··· Records for the exercise

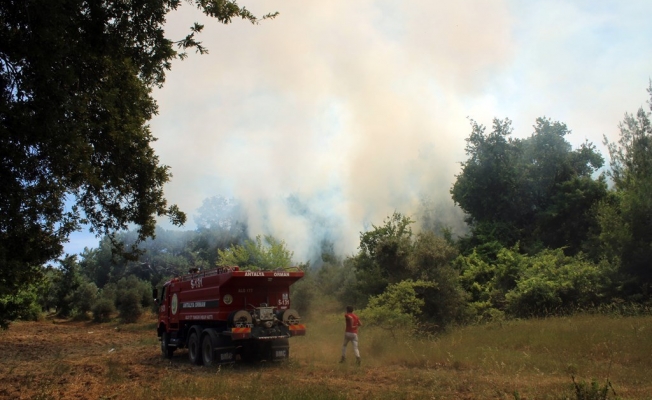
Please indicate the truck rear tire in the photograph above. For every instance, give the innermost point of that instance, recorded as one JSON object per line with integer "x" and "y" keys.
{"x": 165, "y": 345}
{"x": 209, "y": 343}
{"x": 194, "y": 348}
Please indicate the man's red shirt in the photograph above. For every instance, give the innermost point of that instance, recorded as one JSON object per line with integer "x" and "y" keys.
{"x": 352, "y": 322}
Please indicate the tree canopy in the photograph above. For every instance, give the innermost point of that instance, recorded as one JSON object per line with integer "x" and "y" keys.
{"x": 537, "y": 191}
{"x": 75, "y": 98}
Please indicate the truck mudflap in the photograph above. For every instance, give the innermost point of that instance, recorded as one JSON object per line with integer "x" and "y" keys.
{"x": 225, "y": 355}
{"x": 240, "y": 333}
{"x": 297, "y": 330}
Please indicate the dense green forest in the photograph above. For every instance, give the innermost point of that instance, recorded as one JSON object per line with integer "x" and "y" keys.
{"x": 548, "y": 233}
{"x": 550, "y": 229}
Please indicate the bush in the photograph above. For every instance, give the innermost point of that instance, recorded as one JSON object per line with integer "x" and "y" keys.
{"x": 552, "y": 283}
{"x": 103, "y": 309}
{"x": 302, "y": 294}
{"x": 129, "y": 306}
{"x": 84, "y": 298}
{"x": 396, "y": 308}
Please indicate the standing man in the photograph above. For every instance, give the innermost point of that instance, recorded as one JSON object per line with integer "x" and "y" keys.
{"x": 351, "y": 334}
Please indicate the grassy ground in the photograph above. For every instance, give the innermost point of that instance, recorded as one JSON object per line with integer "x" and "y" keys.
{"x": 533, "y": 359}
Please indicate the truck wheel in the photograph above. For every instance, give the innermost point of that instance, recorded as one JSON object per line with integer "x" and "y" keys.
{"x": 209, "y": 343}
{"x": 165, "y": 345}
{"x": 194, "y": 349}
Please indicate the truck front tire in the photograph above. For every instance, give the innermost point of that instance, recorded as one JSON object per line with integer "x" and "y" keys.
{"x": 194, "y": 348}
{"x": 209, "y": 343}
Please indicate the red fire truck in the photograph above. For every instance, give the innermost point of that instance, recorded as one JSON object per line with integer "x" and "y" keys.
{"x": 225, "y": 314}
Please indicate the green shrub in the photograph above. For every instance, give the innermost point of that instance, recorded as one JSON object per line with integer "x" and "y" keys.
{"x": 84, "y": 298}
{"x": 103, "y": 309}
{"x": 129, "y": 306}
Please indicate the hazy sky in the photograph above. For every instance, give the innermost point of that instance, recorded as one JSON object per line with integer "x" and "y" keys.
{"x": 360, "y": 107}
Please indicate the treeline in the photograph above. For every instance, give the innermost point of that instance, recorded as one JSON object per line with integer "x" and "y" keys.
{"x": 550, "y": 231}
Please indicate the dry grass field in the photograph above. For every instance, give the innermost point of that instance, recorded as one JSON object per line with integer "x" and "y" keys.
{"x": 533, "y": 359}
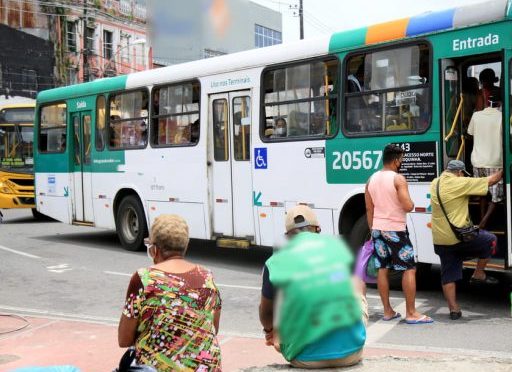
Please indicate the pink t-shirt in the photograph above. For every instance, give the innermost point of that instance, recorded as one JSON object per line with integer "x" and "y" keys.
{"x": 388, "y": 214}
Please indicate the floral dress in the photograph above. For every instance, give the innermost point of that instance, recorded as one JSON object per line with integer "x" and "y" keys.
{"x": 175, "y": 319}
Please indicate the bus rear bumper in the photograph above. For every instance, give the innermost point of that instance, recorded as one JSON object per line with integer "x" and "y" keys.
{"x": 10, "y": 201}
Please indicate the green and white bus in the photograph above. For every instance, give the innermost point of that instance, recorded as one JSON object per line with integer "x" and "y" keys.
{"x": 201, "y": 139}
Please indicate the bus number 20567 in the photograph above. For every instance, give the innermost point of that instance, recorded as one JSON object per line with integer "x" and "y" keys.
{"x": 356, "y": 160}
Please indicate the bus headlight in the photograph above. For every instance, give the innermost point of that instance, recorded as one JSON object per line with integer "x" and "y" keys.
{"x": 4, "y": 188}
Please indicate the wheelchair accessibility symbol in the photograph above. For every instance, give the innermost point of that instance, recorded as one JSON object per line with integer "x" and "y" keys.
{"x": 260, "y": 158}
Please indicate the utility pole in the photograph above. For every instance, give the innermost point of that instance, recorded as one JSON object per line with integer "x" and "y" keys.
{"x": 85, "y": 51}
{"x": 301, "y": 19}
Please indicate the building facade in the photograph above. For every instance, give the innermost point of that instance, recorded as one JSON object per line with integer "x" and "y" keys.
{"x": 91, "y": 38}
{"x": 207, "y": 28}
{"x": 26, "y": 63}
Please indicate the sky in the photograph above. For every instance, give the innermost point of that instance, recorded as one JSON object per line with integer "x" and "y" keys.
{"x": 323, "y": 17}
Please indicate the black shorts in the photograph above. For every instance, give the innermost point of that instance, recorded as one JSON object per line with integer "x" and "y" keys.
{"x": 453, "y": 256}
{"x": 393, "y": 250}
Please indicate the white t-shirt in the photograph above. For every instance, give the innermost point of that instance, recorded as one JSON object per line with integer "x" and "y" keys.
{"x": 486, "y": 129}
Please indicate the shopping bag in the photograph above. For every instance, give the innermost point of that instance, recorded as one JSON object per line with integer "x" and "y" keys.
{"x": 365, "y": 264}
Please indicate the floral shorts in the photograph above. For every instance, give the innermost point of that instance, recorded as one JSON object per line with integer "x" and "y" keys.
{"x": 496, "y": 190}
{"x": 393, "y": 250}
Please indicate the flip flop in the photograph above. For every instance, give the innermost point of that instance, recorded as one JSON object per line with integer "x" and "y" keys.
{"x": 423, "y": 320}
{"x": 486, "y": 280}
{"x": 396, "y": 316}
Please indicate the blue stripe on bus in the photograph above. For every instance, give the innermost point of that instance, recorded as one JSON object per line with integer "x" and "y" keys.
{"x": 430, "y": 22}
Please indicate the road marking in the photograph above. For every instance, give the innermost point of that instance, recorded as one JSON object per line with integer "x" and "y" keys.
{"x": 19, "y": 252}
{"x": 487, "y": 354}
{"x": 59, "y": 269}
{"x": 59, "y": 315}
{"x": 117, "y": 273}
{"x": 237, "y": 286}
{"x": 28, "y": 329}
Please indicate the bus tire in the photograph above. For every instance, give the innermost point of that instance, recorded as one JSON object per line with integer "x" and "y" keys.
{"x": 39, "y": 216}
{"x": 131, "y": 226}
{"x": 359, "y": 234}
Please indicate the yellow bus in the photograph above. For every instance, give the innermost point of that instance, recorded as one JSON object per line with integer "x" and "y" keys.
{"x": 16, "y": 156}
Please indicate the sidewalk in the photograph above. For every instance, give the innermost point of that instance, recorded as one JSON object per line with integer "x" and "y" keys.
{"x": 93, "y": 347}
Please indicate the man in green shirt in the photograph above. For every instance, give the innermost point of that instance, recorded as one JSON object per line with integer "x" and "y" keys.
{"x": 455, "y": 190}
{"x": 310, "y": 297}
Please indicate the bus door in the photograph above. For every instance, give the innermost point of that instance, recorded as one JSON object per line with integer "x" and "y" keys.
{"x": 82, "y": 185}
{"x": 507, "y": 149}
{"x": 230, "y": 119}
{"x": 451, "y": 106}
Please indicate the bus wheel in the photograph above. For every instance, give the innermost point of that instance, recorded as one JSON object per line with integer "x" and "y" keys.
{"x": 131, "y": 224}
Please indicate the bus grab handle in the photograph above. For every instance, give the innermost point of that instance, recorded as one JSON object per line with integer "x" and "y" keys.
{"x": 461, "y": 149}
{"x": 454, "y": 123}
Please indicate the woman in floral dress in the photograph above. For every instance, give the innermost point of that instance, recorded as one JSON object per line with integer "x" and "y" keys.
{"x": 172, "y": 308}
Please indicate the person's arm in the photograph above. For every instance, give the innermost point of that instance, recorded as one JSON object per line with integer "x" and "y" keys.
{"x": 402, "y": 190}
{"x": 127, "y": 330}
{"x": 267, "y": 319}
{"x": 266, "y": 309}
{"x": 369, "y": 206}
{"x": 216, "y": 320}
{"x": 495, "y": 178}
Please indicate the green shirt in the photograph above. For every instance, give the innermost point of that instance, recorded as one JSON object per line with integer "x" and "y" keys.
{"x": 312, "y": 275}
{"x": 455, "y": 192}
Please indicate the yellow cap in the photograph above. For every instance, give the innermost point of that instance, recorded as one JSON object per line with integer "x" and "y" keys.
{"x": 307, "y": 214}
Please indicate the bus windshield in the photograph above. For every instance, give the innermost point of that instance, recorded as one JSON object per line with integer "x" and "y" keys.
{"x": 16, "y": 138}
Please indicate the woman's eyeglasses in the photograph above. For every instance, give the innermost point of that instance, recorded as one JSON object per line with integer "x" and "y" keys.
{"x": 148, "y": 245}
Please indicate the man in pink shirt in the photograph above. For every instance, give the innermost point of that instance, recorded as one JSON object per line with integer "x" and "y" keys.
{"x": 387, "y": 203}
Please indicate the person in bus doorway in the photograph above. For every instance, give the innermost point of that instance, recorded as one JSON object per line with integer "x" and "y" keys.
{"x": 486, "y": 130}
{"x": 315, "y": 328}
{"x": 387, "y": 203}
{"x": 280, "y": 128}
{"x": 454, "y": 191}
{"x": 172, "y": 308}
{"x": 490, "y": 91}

······

**Short task**:
Print nothing but the lines from the line with "Please indicate the woman in" to the last line of the records above. Both of those lines count.

**Full response**:
Please indicate the woman in floral dress in the photograph above. For every instance, give the innermost point of that instance, recorded as one JSON object per line with integer "x" and "y" keys.
{"x": 172, "y": 308}
Please indicate the person's arm in the photograph above. For every instance, give the innermost point of that instance, recorded as one JSON object per line with integer "x" and "y" keys.
{"x": 402, "y": 190}
{"x": 127, "y": 330}
{"x": 267, "y": 319}
{"x": 266, "y": 309}
{"x": 369, "y": 206}
{"x": 216, "y": 320}
{"x": 495, "y": 178}
Please indicate the green shirt in the photograph above. For every instance, give the innermost point of that instance, recorded as one JSON object per line with integer "x" and "y" keys.
{"x": 312, "y": 275}
{"x": 455, "y": 192}
Please indicate the yellow cap in the photograph above. For every instance, give the innermost point of that instance, recorded as one JSON object per line with integer "x" and "y" keys.
{"x": 307, "y": 214}
Please indicate the bus windshield in the photograph above. For every instance, give the innermost point of that instance, recorded as one JSON object per line with integer "x" and "y" keys.
{"x": 16, "y": 138}
Please indicate the woman's eyeglasses in the photograph above. For every instance, give the innermost point of that instance, recorded as one JSON object per line with integer "x" and "y" keys.
{"x": 148, "y": 245}
Please indicate the man in pink shirt in the photograph above. For every instance, give the innermost point of that instance, recorded as one JSON object per line with integer "x" and "y" keys.
{"x": 387, "y": 203}
Please indicate the person in bus doorway in the photograph above. For every instance, give the innermost point of that instance, recorded as one JSON object per line with integer "x" and "y" keys.
{"x": 486, "y": 130}
{"x": 315, "y": 328}
{"x": 387, "y": 203}
{"x": 280, "y": 128}
{"x": 454, "y": 191}
{"x": 172, "y": 308}
{"x": 490, "y": 91}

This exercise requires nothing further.